HOW TO COMPLETE THIS TASK
Every line in the entries where "black" is found should be copied.

____________

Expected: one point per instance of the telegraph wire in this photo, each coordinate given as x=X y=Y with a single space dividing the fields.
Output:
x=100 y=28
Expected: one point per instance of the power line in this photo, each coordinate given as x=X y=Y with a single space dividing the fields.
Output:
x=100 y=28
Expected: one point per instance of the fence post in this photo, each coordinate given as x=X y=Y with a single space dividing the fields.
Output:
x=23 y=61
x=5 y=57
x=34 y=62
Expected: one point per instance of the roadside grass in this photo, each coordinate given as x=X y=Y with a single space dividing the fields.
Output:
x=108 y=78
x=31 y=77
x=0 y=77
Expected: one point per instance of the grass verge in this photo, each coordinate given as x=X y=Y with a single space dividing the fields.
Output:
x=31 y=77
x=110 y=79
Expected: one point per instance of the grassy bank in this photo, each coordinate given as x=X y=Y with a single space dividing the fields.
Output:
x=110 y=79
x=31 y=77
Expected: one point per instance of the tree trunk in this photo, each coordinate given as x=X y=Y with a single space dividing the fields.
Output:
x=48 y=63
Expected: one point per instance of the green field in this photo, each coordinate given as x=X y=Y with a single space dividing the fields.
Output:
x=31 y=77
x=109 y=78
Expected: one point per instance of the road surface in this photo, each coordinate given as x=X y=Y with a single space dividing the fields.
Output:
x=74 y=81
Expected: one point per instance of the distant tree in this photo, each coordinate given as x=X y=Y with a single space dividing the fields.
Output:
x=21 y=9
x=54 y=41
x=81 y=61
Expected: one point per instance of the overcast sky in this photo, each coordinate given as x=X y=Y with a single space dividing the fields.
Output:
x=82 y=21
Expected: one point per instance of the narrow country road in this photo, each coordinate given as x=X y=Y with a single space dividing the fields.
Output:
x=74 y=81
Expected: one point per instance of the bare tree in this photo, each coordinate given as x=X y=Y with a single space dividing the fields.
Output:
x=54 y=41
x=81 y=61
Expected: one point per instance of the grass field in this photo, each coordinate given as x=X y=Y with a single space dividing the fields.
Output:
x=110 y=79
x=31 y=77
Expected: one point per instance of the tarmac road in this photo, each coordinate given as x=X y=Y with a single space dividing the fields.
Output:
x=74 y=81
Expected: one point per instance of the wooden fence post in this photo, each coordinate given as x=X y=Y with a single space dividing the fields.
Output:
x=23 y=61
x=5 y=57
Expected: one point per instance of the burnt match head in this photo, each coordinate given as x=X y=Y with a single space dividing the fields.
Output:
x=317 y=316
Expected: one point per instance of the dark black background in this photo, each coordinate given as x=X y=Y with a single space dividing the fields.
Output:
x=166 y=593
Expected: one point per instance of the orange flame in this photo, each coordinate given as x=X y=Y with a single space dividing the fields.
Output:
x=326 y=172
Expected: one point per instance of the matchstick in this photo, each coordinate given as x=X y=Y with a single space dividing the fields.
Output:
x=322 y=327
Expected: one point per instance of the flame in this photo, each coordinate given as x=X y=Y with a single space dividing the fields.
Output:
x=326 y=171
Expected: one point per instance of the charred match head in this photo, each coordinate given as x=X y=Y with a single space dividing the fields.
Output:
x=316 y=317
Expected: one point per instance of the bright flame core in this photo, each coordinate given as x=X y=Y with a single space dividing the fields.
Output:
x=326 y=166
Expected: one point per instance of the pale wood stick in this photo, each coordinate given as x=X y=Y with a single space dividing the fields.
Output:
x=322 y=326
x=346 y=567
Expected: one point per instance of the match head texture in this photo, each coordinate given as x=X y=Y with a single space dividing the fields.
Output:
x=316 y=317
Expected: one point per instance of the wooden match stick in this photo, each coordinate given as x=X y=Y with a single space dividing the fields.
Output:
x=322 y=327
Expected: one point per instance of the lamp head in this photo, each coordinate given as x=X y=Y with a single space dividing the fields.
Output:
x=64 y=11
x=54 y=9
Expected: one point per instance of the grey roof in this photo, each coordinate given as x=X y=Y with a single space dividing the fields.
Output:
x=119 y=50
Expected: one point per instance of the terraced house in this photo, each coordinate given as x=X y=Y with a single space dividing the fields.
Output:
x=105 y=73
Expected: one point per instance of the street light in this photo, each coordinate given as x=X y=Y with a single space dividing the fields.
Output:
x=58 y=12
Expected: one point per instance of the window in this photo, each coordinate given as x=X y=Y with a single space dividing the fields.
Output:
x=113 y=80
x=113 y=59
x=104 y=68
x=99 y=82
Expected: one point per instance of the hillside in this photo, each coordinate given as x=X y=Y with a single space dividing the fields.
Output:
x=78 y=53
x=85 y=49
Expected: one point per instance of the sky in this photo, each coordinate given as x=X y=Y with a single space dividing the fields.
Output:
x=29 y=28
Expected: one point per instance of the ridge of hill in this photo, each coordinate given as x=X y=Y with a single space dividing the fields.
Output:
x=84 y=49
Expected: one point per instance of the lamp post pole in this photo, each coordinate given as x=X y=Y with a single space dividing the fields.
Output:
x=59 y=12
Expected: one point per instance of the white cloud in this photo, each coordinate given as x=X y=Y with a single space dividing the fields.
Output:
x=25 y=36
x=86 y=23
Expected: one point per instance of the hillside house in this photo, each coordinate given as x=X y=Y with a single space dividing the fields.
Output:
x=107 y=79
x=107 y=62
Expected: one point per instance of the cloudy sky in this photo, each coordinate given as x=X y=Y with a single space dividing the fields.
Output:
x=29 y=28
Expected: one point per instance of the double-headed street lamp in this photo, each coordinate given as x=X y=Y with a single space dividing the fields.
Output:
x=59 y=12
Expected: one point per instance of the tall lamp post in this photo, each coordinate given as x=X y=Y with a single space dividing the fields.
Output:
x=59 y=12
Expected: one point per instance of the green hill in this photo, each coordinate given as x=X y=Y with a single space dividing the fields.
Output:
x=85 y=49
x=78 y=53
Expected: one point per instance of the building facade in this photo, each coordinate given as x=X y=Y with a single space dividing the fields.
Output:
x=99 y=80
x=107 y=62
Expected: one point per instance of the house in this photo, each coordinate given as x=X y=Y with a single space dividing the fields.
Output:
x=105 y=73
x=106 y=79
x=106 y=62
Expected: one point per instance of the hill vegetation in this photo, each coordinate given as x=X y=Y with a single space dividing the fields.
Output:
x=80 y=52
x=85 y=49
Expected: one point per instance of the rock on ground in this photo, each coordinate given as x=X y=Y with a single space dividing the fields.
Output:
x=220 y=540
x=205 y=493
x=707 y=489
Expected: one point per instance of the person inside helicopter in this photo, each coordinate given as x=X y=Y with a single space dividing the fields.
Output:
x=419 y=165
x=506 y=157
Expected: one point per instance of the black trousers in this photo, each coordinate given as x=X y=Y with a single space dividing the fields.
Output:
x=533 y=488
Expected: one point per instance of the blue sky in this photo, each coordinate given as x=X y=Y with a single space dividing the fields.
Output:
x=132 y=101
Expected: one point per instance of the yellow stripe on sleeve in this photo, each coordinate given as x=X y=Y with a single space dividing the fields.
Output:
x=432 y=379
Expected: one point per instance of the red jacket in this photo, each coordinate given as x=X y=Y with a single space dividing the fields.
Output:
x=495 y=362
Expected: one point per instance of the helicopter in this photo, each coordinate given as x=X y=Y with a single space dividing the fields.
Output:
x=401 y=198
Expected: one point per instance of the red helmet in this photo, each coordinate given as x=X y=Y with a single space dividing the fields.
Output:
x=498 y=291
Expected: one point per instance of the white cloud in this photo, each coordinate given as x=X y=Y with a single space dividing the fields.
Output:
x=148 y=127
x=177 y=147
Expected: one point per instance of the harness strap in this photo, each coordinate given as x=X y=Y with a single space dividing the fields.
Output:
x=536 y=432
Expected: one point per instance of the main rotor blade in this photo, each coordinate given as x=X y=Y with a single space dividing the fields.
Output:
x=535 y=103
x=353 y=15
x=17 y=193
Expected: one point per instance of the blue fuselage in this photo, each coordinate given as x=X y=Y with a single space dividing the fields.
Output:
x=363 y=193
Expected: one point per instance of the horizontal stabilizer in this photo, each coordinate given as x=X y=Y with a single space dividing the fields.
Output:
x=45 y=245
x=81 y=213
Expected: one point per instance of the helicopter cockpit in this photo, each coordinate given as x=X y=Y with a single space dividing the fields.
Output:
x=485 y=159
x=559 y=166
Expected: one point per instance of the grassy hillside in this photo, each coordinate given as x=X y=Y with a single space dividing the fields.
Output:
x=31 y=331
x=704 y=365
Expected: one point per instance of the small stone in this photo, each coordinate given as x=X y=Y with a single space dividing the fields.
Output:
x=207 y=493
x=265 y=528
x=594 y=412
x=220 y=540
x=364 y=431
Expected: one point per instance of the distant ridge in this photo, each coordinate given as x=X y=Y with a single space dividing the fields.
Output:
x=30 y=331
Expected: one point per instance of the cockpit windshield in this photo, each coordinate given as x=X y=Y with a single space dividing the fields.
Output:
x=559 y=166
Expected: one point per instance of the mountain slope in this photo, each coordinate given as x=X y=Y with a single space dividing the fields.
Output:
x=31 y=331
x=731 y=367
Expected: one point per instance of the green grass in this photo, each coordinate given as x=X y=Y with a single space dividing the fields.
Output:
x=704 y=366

____________

RESPONSE
Expected: one point per instance of the dark black background in this photo, each coordinate given as x=X y=Y with a single space dividing the fields.
Expected: one point per instance of the black trousers in this photo, each coordinate given as x=X y=Y with a single space dividing the fields.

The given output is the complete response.